● PAGE EXCERPT:
**********

On Tue, Jul 23, 2019 at 04:30:15PM -0700, Ralph Campbell wrote:
> -	if (pmd_huge(pmd) && (range->vma->vm_flags & VM_HUGETLB))
> +	if (pmd_huge(pmd) && is_vm_hugetlb_page(vma))
>  		return hmm_pfns_bad(start, end, walk);

This one is not a minor cleanup.. I think it should be done on its
own commit, and more comletely, maybe based on the below..

If vma is always the same as the the first vma, then your hunk above
here is much better than introducing a hugetlb flag as I did below..

Although I don't understand why we have this test when it does seem to
support huge pages, and the commit log suggests hugetlbfs was
deliberately supported. So a comment (or deletion) sure would be nice.

So maybe sequence this into your series?

Jason

From 6ea7cd2565b5b660d22a659b71b62614e66bc345 Mon Sep 17 00:00:00 2001
From: Jason Gunthorpe <jgg@mellanox.com>
Date: Tue, 23 Jul 2019 12:28:32 -0300
Subject: [PATCH] mm/hmm: remove hmm_range vma

This value is only read inside hmm_vma_walk_pmd() and all the callers,
through walk_page_range(), always set the value. The proper place for
per-walk data is in hmm_vma_walk, and since the only usage is a vm_flags
test just precompute and store that.

Signed-off-by: Jason Gunthorpe <jgg@mellanox.com>
---
 drivers/gpu/drm/nouveau/nouveau_svm.c |  7 +++----
 include/linux/hmm.h                   |  1 -
 mm/hmm.c                              | 11 ++++++-----
 3 files changed, 9 insertions(+), 10 deletions(-)

diff --git a/drivers/gpu/drm/nouveau/nouveau_svm.c b/drivers/gpu/drm/nouveau/nouveau_svm.c
index a9c5c58d425b3d..4f4bec40b887a6 100644
--- a/drivers/gpu/drm/nouveau/nouveau_svm.c
+++ b/drivers/gpu/drm/nouveau/nouveau_svm.c
@@ -495,12 +495,12 @@ nouveau_range_fault(struct hmm_mirror *mirror, struct hmm_range *range)

**********

● SOURCE DATA:

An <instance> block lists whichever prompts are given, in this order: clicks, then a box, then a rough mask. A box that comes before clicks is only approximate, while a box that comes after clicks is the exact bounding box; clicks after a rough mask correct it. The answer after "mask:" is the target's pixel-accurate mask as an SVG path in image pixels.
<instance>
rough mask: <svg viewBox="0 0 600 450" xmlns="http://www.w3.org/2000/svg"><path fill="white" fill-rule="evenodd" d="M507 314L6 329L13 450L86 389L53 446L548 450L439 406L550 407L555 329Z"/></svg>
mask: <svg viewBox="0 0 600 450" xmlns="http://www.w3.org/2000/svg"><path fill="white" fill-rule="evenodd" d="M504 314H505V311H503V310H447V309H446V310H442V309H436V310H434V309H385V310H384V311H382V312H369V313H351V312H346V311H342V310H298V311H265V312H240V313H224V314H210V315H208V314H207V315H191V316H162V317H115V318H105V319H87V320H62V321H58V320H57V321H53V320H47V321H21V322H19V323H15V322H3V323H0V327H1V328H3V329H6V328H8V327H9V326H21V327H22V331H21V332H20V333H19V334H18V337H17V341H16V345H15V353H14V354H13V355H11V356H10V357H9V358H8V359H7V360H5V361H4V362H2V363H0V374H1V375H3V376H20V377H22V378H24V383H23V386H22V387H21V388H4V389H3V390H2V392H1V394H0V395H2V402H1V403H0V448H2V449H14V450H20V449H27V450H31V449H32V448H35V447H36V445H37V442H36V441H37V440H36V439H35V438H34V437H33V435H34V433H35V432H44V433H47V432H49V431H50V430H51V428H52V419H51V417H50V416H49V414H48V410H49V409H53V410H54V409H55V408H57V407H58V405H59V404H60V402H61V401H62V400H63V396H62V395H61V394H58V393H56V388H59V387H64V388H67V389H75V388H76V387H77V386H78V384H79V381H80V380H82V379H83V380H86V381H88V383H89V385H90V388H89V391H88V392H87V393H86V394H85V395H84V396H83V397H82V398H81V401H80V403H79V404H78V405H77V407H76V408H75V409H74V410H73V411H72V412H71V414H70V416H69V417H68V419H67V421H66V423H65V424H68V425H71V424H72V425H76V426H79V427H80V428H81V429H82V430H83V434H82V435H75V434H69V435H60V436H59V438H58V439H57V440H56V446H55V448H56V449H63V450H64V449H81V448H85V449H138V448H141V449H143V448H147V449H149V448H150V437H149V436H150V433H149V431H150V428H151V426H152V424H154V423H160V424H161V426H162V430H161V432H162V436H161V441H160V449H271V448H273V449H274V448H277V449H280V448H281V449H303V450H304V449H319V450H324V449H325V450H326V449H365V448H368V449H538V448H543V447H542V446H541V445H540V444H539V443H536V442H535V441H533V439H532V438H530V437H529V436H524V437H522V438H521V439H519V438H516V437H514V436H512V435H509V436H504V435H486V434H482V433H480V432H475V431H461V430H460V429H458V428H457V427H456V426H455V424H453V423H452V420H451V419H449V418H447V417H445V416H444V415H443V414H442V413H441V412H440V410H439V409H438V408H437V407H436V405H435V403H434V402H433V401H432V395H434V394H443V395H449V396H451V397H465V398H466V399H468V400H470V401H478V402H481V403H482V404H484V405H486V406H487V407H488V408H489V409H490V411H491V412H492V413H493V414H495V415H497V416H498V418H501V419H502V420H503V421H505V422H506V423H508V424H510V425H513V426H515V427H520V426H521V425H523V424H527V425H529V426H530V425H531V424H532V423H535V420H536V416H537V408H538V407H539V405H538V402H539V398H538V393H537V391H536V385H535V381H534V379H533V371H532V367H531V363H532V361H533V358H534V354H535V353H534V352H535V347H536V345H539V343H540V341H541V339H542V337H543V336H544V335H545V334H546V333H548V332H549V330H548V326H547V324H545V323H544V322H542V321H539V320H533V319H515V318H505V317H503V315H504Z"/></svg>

**********

● EXERCISES TO COMPLETE:
a – According to the patch thread, which function is the only place the hmm_range vma value is read?
b – Transcribe the part of the patch thread starting with "Although I don't" and going on through "into your series?".
The data comes from a separate source and has no connection to the patch thread.

● ANSWERS TO EACH TASK:
a – hmm_vma_walk_pmd()

b –
Although I don't understand why we have this test when it does seem to
support huge pages, and the commit log suggests hugetlbfs was
deliberately supported. So a comment (or deletion) sure would be nice.

So maybe sequence this into your series?